▶ _Exercise goal_:
Look at each line below and tally those holding "railing"; answer with that figure and nothing else.

[Task input — start]

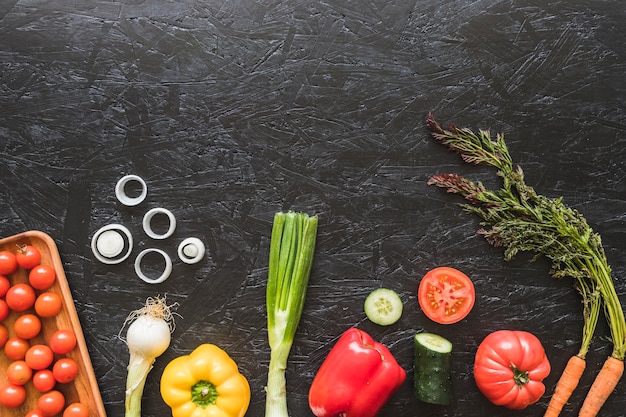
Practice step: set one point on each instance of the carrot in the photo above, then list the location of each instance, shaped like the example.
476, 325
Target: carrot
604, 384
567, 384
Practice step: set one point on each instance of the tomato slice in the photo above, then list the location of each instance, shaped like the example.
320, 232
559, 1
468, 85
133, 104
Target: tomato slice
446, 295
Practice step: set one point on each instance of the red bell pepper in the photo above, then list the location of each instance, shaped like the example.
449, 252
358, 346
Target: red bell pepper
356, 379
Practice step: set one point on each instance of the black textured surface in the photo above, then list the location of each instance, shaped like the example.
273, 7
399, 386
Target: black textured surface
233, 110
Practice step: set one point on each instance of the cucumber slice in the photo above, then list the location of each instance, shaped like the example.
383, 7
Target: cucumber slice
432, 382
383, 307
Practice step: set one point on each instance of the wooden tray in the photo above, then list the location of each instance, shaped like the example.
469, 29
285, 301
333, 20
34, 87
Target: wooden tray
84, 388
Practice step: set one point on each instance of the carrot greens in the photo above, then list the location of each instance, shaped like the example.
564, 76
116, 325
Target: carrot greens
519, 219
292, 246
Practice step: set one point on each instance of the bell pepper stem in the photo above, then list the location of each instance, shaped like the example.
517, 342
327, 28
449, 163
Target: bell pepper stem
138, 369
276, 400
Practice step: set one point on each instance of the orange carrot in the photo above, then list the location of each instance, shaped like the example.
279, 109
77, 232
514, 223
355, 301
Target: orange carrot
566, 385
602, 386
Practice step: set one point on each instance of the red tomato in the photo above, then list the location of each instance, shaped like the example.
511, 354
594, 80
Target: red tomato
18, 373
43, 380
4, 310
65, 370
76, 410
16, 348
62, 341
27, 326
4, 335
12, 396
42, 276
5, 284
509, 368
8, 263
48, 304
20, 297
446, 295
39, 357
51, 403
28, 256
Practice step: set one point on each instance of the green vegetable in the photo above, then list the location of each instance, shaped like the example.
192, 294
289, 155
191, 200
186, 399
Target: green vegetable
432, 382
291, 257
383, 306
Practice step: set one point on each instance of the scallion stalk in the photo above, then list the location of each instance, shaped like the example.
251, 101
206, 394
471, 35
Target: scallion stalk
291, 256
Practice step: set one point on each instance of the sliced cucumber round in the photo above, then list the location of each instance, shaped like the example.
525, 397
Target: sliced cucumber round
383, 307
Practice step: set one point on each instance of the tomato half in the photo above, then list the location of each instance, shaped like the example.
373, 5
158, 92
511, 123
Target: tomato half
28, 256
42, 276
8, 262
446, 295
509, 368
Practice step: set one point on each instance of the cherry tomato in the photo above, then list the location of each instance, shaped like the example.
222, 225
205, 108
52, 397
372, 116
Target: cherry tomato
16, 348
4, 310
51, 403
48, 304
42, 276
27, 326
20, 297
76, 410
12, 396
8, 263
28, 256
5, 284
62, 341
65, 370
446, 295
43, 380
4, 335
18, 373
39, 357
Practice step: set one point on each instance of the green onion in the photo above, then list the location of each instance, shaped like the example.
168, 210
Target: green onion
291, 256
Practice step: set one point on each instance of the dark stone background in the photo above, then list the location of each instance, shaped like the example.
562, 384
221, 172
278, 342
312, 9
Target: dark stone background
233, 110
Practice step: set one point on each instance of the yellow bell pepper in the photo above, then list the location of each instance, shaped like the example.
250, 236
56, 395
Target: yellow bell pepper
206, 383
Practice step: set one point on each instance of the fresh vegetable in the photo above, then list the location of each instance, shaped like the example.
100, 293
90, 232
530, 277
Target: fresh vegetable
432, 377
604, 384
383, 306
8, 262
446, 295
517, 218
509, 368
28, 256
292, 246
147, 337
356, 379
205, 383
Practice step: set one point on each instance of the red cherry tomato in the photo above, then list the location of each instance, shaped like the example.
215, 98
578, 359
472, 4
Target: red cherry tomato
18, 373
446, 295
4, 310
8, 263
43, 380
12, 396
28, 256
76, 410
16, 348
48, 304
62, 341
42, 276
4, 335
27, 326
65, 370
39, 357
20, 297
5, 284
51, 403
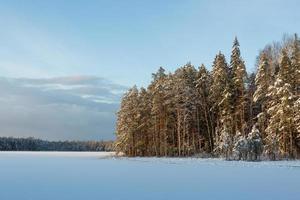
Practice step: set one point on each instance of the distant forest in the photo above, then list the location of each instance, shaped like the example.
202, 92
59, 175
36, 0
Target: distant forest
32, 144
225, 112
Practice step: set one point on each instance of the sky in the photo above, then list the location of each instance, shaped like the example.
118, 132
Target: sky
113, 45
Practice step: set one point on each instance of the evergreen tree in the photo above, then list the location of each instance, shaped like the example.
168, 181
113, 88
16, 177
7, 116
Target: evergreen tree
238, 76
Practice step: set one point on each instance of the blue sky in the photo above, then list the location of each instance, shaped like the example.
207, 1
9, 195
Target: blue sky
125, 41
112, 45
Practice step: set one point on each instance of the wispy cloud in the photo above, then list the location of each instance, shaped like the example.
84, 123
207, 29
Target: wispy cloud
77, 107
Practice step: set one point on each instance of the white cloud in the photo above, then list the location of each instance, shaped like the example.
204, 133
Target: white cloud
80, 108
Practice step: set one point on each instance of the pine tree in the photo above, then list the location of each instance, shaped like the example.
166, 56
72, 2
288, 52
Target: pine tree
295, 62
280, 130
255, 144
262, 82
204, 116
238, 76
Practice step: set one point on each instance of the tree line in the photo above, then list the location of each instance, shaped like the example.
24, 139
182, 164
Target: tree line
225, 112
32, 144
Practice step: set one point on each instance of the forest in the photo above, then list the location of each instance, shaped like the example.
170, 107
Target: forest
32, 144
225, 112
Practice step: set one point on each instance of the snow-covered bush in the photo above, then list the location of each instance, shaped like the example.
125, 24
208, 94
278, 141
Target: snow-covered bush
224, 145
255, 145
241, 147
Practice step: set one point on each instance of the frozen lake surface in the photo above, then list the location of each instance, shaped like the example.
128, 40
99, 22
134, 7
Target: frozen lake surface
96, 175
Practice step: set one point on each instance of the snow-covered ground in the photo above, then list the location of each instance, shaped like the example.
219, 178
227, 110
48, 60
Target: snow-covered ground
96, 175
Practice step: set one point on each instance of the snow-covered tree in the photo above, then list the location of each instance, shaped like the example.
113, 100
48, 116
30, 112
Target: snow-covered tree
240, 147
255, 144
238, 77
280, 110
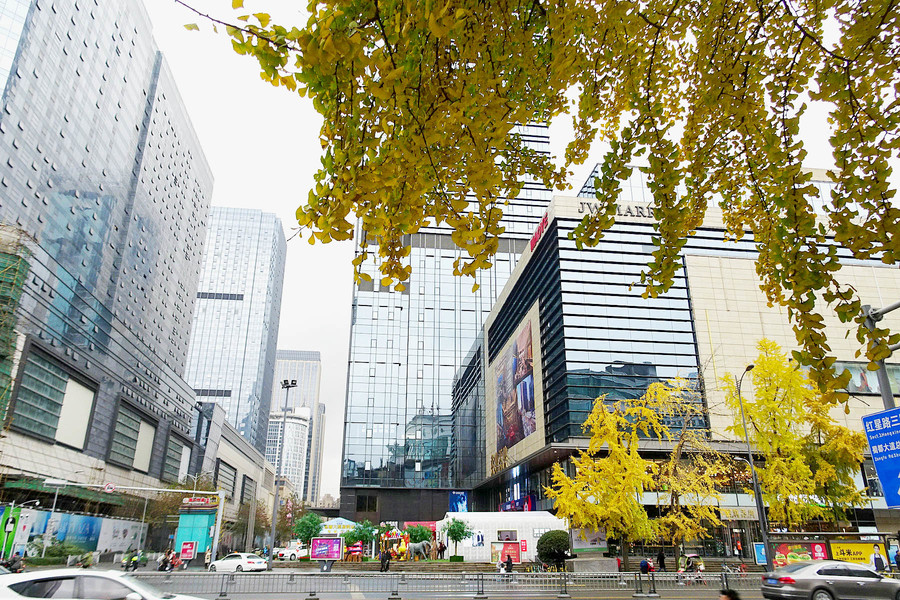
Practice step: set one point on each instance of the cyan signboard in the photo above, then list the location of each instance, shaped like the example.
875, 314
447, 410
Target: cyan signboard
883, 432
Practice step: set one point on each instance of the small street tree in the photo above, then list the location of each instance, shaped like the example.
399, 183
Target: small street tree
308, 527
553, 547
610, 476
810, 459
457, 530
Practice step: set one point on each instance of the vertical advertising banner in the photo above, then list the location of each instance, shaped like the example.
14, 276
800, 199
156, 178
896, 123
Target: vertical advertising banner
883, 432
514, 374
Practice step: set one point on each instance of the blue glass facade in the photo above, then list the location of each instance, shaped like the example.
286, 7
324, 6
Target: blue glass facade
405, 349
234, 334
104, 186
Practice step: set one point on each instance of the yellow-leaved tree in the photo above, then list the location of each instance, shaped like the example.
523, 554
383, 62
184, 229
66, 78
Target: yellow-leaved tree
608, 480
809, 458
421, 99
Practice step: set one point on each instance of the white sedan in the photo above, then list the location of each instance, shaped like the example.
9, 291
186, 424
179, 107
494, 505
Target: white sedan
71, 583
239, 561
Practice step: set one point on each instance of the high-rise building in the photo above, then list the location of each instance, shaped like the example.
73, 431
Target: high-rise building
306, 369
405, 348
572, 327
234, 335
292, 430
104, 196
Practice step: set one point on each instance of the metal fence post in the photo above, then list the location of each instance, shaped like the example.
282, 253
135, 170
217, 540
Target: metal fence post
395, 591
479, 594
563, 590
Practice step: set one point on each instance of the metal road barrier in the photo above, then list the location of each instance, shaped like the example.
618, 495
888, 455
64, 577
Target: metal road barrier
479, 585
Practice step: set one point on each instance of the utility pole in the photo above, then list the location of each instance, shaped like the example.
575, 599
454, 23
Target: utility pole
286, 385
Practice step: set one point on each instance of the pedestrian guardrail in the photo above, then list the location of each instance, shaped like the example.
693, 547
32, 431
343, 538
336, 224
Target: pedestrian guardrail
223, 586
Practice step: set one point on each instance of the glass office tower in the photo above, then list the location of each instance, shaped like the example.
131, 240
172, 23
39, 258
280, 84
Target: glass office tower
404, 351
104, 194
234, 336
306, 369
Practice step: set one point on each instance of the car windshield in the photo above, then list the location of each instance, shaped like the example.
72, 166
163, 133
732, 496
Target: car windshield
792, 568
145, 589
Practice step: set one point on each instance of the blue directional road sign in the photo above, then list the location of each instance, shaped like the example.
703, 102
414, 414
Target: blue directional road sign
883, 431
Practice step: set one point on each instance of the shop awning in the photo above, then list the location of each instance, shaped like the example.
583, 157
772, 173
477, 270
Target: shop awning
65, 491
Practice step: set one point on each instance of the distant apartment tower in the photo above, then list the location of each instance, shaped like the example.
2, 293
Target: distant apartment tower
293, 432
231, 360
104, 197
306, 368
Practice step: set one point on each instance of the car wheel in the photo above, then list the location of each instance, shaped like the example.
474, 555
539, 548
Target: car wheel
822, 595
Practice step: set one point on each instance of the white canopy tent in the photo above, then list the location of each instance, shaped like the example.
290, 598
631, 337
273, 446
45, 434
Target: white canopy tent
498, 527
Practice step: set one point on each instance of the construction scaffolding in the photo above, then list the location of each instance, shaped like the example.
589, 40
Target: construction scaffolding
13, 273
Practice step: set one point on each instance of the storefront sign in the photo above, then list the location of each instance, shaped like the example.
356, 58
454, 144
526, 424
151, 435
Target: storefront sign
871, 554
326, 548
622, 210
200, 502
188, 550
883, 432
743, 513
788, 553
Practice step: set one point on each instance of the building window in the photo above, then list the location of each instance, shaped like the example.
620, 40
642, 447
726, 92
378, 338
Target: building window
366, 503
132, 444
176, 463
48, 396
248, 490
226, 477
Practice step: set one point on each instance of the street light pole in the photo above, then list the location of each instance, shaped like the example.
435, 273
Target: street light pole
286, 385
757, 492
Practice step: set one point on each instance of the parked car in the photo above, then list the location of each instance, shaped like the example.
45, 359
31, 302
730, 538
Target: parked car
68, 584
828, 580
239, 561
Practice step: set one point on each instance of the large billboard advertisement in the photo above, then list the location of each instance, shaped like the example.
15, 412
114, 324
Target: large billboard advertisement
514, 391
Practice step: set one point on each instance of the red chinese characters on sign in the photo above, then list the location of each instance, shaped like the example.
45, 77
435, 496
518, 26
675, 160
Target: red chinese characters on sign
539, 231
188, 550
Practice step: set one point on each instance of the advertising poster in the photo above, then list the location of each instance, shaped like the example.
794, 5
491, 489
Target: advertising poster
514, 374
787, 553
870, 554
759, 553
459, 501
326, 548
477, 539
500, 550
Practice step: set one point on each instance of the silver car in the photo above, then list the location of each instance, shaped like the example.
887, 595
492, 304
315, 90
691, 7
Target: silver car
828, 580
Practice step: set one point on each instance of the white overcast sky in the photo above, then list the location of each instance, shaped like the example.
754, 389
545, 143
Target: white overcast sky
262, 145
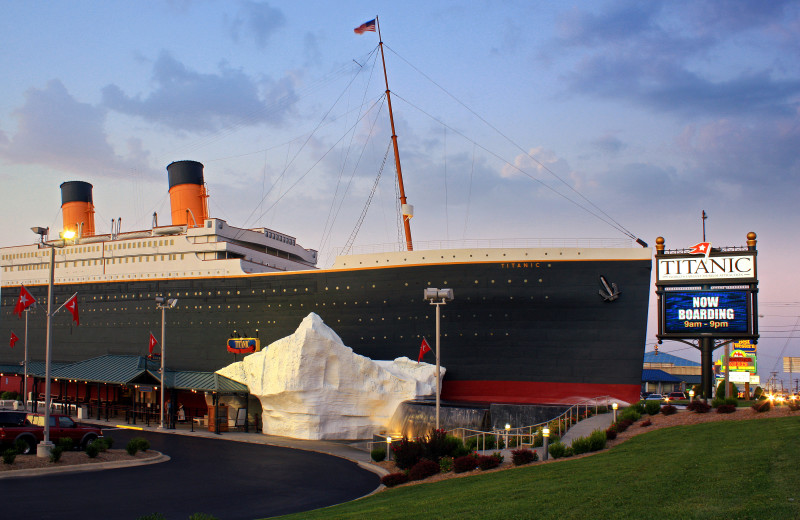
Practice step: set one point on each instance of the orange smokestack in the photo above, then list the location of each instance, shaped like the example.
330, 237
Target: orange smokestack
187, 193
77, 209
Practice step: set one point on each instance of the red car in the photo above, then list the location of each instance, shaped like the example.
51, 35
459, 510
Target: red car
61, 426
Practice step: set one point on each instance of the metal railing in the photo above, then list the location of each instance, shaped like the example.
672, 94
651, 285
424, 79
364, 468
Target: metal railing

[Task input — finish]

▶ _Reply_:
2